• THE TASK:
Update the records below, replacing "scouting log" with "field inventory" wherever it occurs and leaving everything else unchanged.
begin INPUT DATA
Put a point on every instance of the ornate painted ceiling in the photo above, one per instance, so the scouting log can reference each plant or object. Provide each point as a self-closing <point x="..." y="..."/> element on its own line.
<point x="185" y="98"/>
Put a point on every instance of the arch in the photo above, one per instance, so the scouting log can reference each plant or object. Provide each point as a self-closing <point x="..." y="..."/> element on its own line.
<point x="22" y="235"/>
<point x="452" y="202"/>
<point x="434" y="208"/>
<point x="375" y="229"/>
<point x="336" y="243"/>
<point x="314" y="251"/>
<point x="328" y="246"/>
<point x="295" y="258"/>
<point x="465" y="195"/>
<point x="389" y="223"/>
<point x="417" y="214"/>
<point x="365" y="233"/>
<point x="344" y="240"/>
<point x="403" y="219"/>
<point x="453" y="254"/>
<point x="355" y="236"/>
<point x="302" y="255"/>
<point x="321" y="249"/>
end INPUT DATA
• TASK SOLUTION:
Put a point on every instance of the ornate painted ceiling in the photo above, one per instance, so the field inventory can reference each plant or object. Provide each point as a self-closing <point x="..." y="..."/> element on its own line.
<point x="185" y="98"/>
Put a point on every instance of the arch in the photo above, one per instance, so the field inventory can reference each plant or object. Provide each point as a self-closing <point x="..." y="..."/> element on its own line.
<point x="22" y="235"/>
<point x="452" y="202"/>
<point x="434" y="208"/>
<point x="375" y="229"/>
<point x="336" y="243"/>
<point x="314" y="251"/>
<point x="328" y="246"/>
<point x="295" y="258"/>
<point x="465" y="195"/>
<point x="389" y="223"/>
<point x="417" y="214"/>
<point x="365" y="233"/>
<point x="344" y="240"/>
<point x="403" y="219"/>
<point x="453" y="254"/>
<point x="355" y="236"/>
<point x="302" y="255"/>
<point x="321" y="249"/>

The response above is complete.